[Problem to work on]
A word-for-word printout of the whole listing is needed.

[Records]
════

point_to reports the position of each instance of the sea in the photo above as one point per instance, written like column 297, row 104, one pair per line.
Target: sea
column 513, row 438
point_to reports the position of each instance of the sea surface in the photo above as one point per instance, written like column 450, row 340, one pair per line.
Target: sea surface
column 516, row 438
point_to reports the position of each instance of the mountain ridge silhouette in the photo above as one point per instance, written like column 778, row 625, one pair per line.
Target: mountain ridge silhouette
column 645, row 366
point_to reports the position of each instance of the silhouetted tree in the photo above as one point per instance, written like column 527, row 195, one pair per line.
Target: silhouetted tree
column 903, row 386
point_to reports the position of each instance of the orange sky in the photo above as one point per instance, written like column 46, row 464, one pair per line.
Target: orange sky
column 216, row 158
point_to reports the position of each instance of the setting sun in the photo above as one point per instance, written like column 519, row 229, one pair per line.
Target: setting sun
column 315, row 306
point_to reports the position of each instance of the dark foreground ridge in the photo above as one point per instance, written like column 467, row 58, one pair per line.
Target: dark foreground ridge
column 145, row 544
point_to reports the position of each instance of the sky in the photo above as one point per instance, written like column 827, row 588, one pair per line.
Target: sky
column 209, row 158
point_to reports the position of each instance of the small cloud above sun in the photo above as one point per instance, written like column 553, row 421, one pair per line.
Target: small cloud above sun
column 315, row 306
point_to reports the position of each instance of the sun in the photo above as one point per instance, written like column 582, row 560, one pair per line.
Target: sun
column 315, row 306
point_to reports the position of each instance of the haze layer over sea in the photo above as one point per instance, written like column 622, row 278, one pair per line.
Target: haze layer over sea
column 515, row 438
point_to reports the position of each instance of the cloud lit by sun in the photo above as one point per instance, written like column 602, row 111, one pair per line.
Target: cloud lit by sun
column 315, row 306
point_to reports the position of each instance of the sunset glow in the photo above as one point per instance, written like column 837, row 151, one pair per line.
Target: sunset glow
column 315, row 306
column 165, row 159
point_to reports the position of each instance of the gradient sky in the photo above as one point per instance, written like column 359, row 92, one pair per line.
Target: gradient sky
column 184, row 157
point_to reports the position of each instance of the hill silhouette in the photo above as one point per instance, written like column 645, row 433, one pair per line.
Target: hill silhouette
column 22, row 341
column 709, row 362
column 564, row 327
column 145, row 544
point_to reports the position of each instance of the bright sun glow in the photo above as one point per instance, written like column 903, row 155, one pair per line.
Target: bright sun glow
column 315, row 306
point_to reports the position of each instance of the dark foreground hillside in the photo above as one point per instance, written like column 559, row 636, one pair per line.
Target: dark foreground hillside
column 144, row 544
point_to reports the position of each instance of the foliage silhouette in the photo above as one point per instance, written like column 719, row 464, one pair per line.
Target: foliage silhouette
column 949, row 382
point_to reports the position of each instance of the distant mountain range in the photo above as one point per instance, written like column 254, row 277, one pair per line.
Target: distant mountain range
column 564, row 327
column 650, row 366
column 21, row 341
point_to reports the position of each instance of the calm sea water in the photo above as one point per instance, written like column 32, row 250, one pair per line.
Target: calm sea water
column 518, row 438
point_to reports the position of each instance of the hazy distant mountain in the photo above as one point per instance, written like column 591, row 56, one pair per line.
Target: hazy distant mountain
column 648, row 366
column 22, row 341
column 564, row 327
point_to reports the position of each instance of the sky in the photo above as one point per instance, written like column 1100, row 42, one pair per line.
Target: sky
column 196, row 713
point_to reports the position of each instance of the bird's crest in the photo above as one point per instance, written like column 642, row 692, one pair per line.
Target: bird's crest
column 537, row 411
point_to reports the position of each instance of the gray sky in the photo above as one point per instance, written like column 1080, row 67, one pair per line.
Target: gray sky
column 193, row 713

════

[Exercise response]
point_to reports the position of each instance of the sea in the photo above as one point per instance, written like column 297, row 104, one pair per line.
Target: sea
column 513, row 438
point_to reports the position of each instance of the sea surface in the photo above as one point per instance, written like column 450, row 340, one pair per line.
Target: sea surface
column 516, row 438
point_to reports the position of each instance of the mountain ridge silhouette in the photo above as one point per instance, written like column 778, row 625, one pair per line.
Target: mountain ridge silhouette
column 645, row 366
point_to reports the position of each instance of the silhouetted tree in the photo above as one point per instance, written like column 527, row 195, one pair per line.
Target: silhouetted tree
column 903, row 386
point_to reports the position of each instance of the orange sky in the photo above as one point per instance, written like column 46, row 464, one pair per line.
Target: orange sky
column 216, row 158
point_to reports the position of each instance of the setting sun in the photo above as one point per instance, written like column 519, row 229, one pair per line.
Target: setting sun
column 315, row 306
point_to reports the position of each instance of the dark foreground ridge in the photo above as one point per instance, written like column 467, row 58, one pair per line.
Target: dark foreground ridge
column 145, row 544
point_to reports the position of each instance of the sky in the photo above as one point per instance, written like column 827, row 588, one pair per line.
Target: sky
column 209, row 158
point_to reports the position of each instance of the small cloud above sun in the photo above as one point per instance, written like column 553, row 421, one pair per line.
Target: small cloud above sun
column 315, row 306
point_to reports the position of each instance of the sun in the photo above as one point per instance, written like column 582, row 560, one pair per line.
Target: sun
column 315, row 306
point_to reports the position of each instance of the haze layer over sea in the photo above as one point per instance, written like column 622, row 278, one pair per line.
Target: haze layer over sea
column 515, row 438
point_to reports the position of each instance of the cloud lit by sun in the photo above as one point per instance, written like column 602, row 111, one pair per line.
Target: cloud lit by sun
column 315, row 306
point_to reports the position of each instance of the sunset glow in the photo above as one point per instance, written like column 837, row 151, one pair per line.
Target: sunset glow
column 315, row 306
column 165, row 159
point_to reports the position of each instance of the gradient sky in the photo above as one point per instance, written like column 359, row 92, one pair per line.
Target: gradient sky
column 184, row 157
point_to reports the position of each instance of the hill silhouette in the photo above as one point per instance, written like column 645, row 433, one pair per line.
Target: hill silhouette
column 22, row 341
column 709, row 362
column 564, row 327
column 145, row 544
point_to reports the position of each instance of the bright sun glow in the photo above as one point per instance, written like column 903, row 155, one pair per line.
Target: bright sun glow
column 315, row 306
point_to reports the position of each instance of the dark foreground hillside in the photo above as one point per instance, written like column 559, row 636, one pair per line.
Target: dark foreground hillside
column 144, row 544
point_to reports the position of each instance of the foliage silhouette in the photo above as one point per instance, written like column 719, row 464, one pair per line.
Target: foliage silhouette
column 949, row 382
point_to reports the position of each instance of the distant mountain range in the photo above as one point per instance, written like column 254, row 277, one pair per line.
Target: distant mountain range
column 564, row 327
column 650, row 366
column 21, row 341
point_to reports the position of each instance of the calm sea water in the photo above as one point per instance, written like column 32, row 250, one pair per line.
Target: calm sea water
column 518, row 438
point_to reports the position of each instance of the hazy distant mountain in the photo above as one point per instance, written like column 591, row 56, one pair per line.
Target: hazy distant mountain
column 648, row 366
column 22, row 341
column 564, row 327
point_to reports the position of each instance of the sky in the photo above as one point per instance, written like column 1100, row 42, one pair per line.
Target: sky
column 196, row 713
point_to reports the position of each instance of the bird's crest in the photo above as one point per instance, written like column 642, row 692, one pair per line.
Target: bird's crest
column 537, row 411
point_to reports the position of each instance of the gray sky in the photo above as one point per instance, written like column 1080, row 67, one pair per line.
Target: gray sky
column 193, row 713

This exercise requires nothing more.